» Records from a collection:
========================

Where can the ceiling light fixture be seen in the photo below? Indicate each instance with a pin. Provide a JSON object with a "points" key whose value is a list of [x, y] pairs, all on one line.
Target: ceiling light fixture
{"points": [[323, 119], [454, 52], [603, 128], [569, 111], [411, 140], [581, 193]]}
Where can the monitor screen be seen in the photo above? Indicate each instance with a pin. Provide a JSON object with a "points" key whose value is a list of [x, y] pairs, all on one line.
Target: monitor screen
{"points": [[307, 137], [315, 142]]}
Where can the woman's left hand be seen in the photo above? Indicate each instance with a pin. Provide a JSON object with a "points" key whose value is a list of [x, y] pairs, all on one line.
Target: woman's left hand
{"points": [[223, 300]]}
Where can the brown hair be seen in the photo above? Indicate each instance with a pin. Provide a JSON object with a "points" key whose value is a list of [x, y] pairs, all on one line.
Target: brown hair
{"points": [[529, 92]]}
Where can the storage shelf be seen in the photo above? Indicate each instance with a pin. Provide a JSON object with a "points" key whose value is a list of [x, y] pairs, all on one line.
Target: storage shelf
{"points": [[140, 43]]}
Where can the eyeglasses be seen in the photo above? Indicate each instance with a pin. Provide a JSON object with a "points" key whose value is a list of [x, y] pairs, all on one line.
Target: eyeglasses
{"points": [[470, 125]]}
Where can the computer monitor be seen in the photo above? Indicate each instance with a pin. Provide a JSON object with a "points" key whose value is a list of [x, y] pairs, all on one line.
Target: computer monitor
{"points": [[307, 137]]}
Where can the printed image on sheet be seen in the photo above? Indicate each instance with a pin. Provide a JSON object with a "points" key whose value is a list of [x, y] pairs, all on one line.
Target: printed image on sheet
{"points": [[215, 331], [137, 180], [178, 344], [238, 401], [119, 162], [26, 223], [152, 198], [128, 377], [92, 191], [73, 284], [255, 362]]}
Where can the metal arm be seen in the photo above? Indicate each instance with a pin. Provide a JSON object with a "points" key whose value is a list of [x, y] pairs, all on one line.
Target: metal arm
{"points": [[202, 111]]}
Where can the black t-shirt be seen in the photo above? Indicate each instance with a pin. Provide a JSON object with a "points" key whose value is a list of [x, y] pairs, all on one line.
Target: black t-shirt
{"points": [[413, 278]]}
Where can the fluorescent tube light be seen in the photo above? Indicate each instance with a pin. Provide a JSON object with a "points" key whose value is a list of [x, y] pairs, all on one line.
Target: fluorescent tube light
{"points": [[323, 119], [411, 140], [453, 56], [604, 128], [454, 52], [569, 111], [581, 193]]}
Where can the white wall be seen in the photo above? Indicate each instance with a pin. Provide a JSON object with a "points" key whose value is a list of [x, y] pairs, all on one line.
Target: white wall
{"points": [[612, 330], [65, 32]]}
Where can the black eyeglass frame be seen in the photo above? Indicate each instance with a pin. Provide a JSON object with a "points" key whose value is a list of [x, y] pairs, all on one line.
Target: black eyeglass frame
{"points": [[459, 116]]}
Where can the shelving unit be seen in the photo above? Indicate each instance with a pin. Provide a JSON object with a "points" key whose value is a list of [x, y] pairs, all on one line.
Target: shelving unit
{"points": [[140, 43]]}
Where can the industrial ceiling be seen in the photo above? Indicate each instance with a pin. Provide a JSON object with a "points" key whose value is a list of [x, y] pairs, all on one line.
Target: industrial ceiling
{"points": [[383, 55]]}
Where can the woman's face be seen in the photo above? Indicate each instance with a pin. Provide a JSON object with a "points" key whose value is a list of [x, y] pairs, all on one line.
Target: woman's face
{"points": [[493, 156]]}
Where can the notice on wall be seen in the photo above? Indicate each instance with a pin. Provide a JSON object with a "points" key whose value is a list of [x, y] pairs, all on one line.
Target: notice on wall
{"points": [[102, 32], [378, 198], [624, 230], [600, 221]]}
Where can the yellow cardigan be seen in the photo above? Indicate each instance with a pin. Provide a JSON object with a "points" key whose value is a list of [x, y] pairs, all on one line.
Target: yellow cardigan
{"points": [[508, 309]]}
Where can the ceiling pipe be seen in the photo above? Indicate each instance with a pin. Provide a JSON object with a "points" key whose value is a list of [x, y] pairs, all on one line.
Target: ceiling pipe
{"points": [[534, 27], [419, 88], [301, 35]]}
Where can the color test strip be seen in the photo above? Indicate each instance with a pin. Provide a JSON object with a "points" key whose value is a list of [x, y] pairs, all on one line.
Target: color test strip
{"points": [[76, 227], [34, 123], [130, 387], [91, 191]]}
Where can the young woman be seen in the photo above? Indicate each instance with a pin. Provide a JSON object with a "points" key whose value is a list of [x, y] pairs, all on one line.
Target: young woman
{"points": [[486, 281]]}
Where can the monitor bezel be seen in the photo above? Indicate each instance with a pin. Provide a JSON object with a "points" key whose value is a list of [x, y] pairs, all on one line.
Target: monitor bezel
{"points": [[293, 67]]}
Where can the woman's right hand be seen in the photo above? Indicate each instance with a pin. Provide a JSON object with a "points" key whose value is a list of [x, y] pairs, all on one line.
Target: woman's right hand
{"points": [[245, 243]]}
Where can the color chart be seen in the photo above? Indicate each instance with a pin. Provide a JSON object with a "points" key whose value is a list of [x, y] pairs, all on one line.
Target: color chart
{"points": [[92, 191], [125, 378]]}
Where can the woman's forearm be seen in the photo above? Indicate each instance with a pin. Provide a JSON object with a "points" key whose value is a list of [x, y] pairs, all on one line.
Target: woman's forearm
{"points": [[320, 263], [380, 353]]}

========================

» EXERCISE DESCRIPTION: Your task is to restate, word for word, only those lines above that fall between the line holding "Target: monitor bezel" and the line holding "Where can the woman's forearm", inclusive.

» RESPONSE FOR THIS EXERCISE:
Target: monitor bezel
{"points": [[293, 67]]}
Where can the woman's right hand be seen in the photo above? Indicate each instance with a pin. Provide a JSON object with a "points" key whose value is a list of [x, y] pairs, all on one line.
Target: woman's right hand
{"points": [[245, 243]]}
Where can the color chart be seen in the photo above? Indicate each instance with a pin. Provide a JSON object with a "points" key whose value is a list of [x, y] pairs, all on one line.
Target: color chart
{"points": [[92, 191], [125, 378]]}
Where can the woman's forearm be seen in the photo above? Indicate each instance with a pin. Provide a JSON object with a "points" key whose value is a list of [x, y] pairs, all on one line.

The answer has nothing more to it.